Tarefas:
1/ Resuma em duas frases o texto sobre a atuação do Comitê Gestor.
2/ Dê continuidade ao texto sobre a atuação do Comitê Gestor a partir do ponto em que ele termina.

*** Texto para leitura

Porém, a partir de meados de 2021, a atuação do Comitê Gestor é digna dos maiores reconhecimentos. Dentre as principais realizações, alinham-se:


1. A realização de três reuniões de grande expressão buscando a integração das autoridades responsáveis na repressão aos delitos de carga (a primeira, em Brasília, reunindo delegados titulares das delegacias especializadas do país; a segunda, em Recife, reunindo organismos policiais da Região Nordeste; e, a terceira, em Cuiabá, reunindo representantes das Regiões Centro-Oeste e Norte). Após a estratégia de integração regional, o próximo passo será a realização de encontros nacionais.


2) O desencadeamento de 47 operações de repressão a organizações criminosas, com apreensão de veículos e de cargas desviadas e com a prisão de mais de uma centena de infratores.


3) Estudos aprofundados para implantação da tecnologia de rastreamento em todas as mercadorias em trânsito no país.


4) Gestões junto aos estados para adoção do conceito padrão de “carga”, com vistas a um levantamento estatístico mais realista do cenário nacional.

******
*** Dados exibidos

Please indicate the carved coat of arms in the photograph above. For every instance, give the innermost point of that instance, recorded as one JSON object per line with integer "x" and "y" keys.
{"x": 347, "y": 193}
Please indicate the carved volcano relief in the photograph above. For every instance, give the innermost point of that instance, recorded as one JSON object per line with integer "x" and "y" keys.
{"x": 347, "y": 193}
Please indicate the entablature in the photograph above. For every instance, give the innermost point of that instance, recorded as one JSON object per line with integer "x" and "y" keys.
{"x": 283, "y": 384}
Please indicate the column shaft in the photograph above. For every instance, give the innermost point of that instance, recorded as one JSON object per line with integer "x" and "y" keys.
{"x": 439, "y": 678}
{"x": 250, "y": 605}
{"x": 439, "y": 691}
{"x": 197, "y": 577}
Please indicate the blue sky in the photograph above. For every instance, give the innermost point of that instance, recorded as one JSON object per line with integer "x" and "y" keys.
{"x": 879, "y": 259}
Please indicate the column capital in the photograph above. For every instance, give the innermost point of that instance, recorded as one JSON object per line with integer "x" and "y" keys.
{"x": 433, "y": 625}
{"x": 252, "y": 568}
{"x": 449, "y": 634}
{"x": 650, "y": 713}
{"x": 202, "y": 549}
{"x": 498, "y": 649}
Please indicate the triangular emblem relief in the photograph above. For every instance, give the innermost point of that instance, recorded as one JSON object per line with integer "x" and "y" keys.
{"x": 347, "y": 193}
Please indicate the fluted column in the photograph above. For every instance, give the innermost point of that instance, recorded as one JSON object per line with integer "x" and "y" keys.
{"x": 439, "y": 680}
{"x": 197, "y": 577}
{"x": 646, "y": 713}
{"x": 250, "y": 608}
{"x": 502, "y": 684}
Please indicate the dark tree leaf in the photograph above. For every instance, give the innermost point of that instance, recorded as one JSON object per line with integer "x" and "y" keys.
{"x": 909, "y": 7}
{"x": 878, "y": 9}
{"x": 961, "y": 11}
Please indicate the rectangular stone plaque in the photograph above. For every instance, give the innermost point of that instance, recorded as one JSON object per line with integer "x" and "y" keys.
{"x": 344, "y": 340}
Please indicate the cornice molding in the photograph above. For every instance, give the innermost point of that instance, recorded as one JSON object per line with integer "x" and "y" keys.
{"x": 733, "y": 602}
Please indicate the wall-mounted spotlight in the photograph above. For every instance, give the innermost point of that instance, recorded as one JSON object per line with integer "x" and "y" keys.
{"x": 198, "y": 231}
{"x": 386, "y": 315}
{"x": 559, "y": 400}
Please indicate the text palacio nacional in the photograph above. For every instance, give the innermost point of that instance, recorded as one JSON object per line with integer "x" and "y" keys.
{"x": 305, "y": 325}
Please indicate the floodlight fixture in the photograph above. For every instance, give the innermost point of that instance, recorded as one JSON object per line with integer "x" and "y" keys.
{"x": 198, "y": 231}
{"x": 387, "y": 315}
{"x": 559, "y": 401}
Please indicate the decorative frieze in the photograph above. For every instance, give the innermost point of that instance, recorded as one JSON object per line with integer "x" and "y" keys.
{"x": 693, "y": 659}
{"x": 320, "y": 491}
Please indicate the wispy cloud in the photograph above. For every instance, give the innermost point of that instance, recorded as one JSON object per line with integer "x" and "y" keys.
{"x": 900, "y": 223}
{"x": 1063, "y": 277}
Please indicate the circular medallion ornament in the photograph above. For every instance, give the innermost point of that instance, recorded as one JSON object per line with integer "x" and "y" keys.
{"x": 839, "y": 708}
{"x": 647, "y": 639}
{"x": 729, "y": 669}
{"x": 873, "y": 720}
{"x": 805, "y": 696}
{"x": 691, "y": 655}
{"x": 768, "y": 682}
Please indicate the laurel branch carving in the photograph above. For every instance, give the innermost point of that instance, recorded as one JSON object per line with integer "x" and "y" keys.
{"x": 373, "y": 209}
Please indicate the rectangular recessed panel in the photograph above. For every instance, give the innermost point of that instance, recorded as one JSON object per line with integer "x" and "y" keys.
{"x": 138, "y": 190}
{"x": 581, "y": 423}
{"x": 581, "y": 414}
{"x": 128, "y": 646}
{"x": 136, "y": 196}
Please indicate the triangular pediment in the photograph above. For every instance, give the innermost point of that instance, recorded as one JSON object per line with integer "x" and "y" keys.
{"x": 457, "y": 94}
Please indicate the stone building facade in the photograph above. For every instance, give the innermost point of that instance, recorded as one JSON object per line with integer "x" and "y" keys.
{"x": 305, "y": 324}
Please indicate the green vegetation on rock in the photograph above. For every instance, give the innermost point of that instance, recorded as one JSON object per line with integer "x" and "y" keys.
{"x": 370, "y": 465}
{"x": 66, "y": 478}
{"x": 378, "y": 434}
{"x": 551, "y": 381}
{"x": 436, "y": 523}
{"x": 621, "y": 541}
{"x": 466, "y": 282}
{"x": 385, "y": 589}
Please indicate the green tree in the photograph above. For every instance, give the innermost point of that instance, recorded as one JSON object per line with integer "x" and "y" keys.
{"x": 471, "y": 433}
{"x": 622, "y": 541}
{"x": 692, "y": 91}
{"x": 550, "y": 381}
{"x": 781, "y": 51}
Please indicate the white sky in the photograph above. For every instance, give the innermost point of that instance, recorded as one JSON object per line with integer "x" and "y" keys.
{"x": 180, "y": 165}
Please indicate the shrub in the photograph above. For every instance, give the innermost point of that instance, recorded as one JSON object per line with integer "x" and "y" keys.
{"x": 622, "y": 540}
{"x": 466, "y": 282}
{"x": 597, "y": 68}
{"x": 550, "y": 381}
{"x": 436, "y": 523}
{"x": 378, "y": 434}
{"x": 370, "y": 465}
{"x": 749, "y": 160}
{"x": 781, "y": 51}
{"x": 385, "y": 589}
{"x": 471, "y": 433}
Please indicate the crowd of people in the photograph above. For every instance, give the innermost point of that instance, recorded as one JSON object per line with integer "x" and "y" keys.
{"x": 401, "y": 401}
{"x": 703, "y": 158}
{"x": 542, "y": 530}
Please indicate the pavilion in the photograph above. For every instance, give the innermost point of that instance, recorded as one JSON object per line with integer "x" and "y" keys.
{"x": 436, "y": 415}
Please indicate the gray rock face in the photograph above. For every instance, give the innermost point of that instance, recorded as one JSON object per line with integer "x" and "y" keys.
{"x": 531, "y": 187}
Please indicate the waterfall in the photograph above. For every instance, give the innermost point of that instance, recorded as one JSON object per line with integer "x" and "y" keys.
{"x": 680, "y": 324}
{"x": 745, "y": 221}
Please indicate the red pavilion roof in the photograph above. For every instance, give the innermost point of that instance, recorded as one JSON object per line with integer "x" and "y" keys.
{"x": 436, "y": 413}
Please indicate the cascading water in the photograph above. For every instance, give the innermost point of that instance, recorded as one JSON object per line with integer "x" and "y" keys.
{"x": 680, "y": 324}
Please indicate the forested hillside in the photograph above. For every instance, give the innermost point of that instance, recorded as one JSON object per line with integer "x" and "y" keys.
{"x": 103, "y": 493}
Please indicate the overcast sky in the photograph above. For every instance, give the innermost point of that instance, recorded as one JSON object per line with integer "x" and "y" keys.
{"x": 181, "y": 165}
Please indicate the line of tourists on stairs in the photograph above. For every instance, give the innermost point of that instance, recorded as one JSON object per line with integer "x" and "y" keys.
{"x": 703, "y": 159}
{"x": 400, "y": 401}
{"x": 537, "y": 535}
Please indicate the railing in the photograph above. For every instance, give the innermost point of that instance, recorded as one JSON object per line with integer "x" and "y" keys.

******

Respostas por tarefa:
1/ A partir de meados de 2021, a atuação do Comitê Gestor é considerada digna dos maiores reconhecimentos. Entre suas realizações estão três reuniões (em Brasília, Recife e Cuiabá) para integrar as autoridades que reprimem delitos de carga e 47 operações contra organizações criminosas, com apreensões e mais de uma centena de presos, além de estudos para rastrear todas as mercadorias em trânsito e gestões junto aos estados por um conceito padrão de “carga”.

2/
Em conclusão, reafirmamos nossa visão inicial. Muito se construiu ao longo de 30 anos considerando as vertentes de atuação elencadas pela área de segurança da NTC&Logística – até porque, de rigor, nada existia em termos de integração nacional. Porém, em visão prospectiva, há um longo trabalho pela frente: de um lado, acompanhar os trabalhos do Comitê Gestor para que ele não perca o foco em dar as respostas operacionais necessárias ao TRC; de outro, persistir nos esforços junto ao Poder Legislativo para o aprimoramento da legislação penal aplicável, prioritariamente em relação ao crime de receptação, tanto para o infrator quanto para o estabelecimento envolvido no crime.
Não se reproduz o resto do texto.